_Your instructions_
Exact transcription, pictures omitted: reproduce the listing below.

Start of Dataset extract

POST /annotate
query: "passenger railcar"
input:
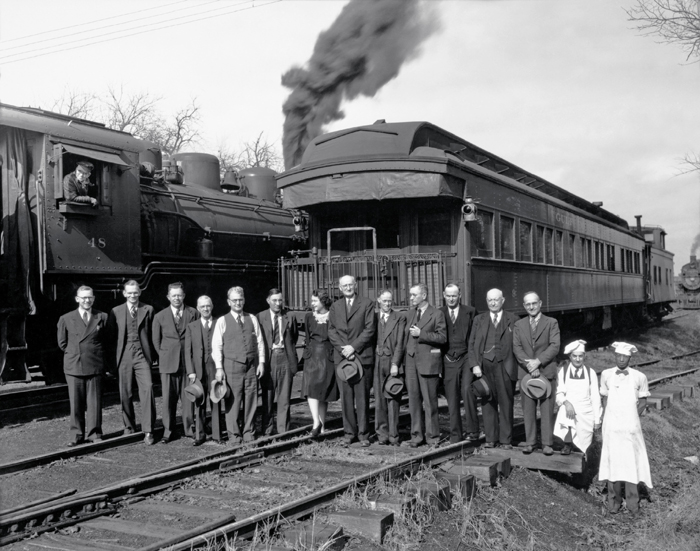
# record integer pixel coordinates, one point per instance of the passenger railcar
(395, 204)
(155, 224)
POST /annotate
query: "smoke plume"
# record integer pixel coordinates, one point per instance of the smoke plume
(362, 51)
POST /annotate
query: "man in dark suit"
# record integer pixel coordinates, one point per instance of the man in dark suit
(491, 356)
(426, 332)
(81, 337)
(457, 375)
(391, 327)
(238, 349)
(351, 328)
(200, 366)
(280, 334)
(169, 327)
(536, 345)
(130, 327)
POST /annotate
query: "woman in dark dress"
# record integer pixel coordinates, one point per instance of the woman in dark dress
(318, 383)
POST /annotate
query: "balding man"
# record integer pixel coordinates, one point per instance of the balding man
(426, 332)
(351, 329)
(457, 375)
(491, 356)
(536, 344)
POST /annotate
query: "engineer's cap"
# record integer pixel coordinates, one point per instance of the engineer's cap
(576, 346)
(624, 348)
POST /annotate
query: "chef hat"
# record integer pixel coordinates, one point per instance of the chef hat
(576, 346)
(624, 348)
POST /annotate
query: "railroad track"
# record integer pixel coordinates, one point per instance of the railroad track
(186, 490)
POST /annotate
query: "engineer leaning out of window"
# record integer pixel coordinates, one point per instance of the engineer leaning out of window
(76, 184)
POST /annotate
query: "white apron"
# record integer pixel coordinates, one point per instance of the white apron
(579, 394)
(624, 454)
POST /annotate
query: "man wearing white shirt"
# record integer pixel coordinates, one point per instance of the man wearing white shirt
(238, 350)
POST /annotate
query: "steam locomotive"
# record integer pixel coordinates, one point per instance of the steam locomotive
(401, 203)
(688, 289)
(155, 222)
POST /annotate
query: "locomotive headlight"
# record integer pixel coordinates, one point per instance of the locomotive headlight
(469, 210)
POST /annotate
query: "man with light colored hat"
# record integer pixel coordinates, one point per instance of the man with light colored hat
(536, 344)
(238, 350)
(351, 328)
(578, 400)
(200, 367)
(389, 352)
(624, 454)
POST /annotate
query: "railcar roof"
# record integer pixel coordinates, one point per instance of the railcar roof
(383, 140)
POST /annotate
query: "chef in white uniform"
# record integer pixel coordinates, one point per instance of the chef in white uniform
(624, 454)
(578, 400)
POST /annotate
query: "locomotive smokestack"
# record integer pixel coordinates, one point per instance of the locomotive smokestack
(363, 49)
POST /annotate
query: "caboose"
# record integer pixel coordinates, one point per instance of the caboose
(401, 203)
(153, 222)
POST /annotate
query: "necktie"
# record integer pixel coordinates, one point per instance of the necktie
(275, 329)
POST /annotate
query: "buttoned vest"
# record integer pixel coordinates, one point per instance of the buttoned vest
(240, 345)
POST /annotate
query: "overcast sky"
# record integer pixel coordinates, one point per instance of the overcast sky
(566, 89)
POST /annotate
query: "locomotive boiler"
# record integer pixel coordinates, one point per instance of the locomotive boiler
(154, 222)
(395, 204)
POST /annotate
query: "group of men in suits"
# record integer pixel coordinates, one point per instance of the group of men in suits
(196, 353)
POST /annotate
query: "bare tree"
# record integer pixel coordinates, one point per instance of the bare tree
(75, 104)
(675, 21)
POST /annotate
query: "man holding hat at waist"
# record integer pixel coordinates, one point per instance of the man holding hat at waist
(388, 359)
(238, 350)
(201, 367)
(578, 400)
(536, 345)
(624, 454)
(75, 184)
(351, 328)
(491, 356)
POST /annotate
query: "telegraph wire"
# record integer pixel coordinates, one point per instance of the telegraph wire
(152, 24)
(133, 34)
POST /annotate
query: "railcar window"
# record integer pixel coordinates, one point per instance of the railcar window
(559, 248)
(525, 241)
(549, 245)
(539, 244)
(482, 235)
(435, 229)
(507, 235)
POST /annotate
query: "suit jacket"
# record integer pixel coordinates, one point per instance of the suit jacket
(393, 342)
(433, 334)
(543, 345)
(168, 341)
(356, 328)
(462, 325)
(290, 334)
(194, 349)
(82, 345)
(504, 335)
(116, 324)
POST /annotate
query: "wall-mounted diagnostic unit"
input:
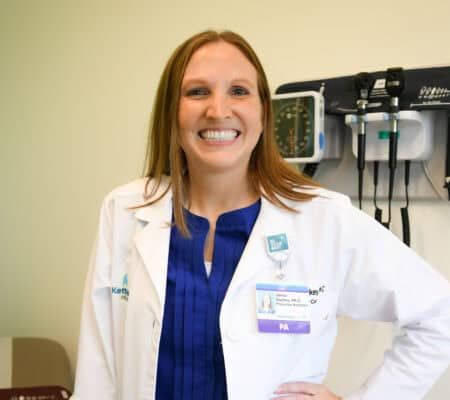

End of Dataset extract

_Solution for this task_
POST /annotate
query: "passenger railcar"
input:
# record integer pixel coordinates, one point per instance of the passenger railcar
(395, 204)
(155, 224)
POST /annotate
query: "smoke plume"
# record integer pixel coordinates, one point per instance of the smoke plume
(362, 51)
POST /annotate
query: "man in dark suit"
# record integer pixel coordinates, one point per instance of the man in dark suit
(491, 356)
(426, 332)
(81, 337)
(457, 375)
(391, 327)
(238, 349)
(351, 328)
(200, 366)
(280, 334)
(169, 327)
(536, 345)
(130, 327)
POST /annotate
query: "woman in dark dress"
# record integer pixel coordinates, one point per instance of the woman in dark dress
(318, 383)
POST /annotate
query: "balding man"
# record integer pixel coordinates, one point per instance of the balding man
(426, 332)
(351, 329)
(457, 375)
(491, 356)
(536, 344)
POST /annotate
query: "engineer's cap"
# record integer pixel coordinates, one point per instance of the engineer's cap
(576, 346)
(624, 348)
POST /annotate
query: "chef hat"
# record integer pixel coordinates, one point per instance of the chef hat
(576, 346)
(624, 348)
POST /annotate
query: "railroad track"
# record integer pixel coordinates, one point per instance of the railroad track
(186, 490)
POST /annotate
query: "engineer leaning out of window"
# record integer pixel coordinates, one point per instance of the engineer leaning out of window
(76, 184)
POST /annotate
query: "white apron"
# record integer pixel coordinates, one point per instance of the white apron
(579, 394)
(624, 454)
POST /annotate
query: "man wearing white shirt"
# record integer pixel coordinates, one point per instance of the man wearing white shirt
(238, 350)
POST /annotate
query: "steam locomotive"
# record integer pixel coordinates, one point per instance of the steam locomotive
(401, 203)
(688, 289)
(155, 222)
POST /annotate
query: "locomotive headlight"
# record integer pixel coordinates, one point per instance of the locomotive headlight
(469, 210)
POST /annotate
query: "man with light colored hat"
# record integer pixel coordinates, one point per instance of the man with light colored hat
(536, 344)
(238, 350)
(351, 328)
(578, 400)
(200, 367)
(389, 352)
(624, 454)
POST /annotate
query: "railcar roof"
# record integer pixel coordinates, one point per instance of the railcar roof
(383, 140)
POST /annotate
query: "chef in white uniform"
# record integer pixel coordinates, one point per instance of the chef in white uniform
(624, 454)
(578, 400)
POST /annotate
query: "locomotive smokestack"
# record integer pixel coordinates, one point per instance of the locomotive smokestack
(363, 49)
POST /annotate
query: "caboose"
# record integer pixel coordinates, one point per instance of the caboose
(401, 203)
(153, 222)
POST /annotate
query: "necktie"
# record integer pixel coordinates, one point per instance of the necktie
(275, 329)
POST /annotate
query: "buttoned vest"
# record integer pixel coordinates, one point per instance of the buttoned vest
(240, 345)
POST /annotate
query: "overcast sky"
# record integer pixel coordinates, one point per instance of the overcast sky
(566, 89)
POST /annotate
query: "locomotive boiler"
# record integer pixel coordinates, one point per instance of the locomotive boiler
(154, 222)
(395, 204)
POST /annotate
query: "group of men in suits"
# record integer pixel coordinates, one point per instance of the group of men in suits
(196, 353)
POST /annotate
query: "bare tree"
# record integer pixel coordinates, one point per instance of the bare tree
(75, 104)
(675, 21)
POST /annotate
query: "man holding hat at waist"
# record integer pixel coordinates, one point per instance of the man holding hat at waist
(388, 359)
(238, 350)
(201, 367)
(578, 400)
(536, 345)
(624, 454)
(75, 184)
(351, 328)
(491, 356)
POST /annotate
query: "telegraph wire"
# record integer pixel coordinates, one point per instance of the telegraph wire
(152, 24)
(133, 34)
POST /annotate
query: "railcar window"
# record integer pixel coordinates, one point per instance of the railcar window
(559, 248)
(525, 241)
(549, 245)
(539, 244)
(482, 235)
(435, 229)
(507, 235)
POST /annotate
query: "suit jacket"
# record integer pixel coordinates, one point per instance of the suit jacket
(393, 342)
(433, 334)
(543, 345)
(168, 341)
(356, 328)
(462, 325)
(290, 334)
(194, 349)
(82, 345)
(504, 335)
(116, 324)
POST /annotate
query: "wall-mounted diagnostic unit"
input:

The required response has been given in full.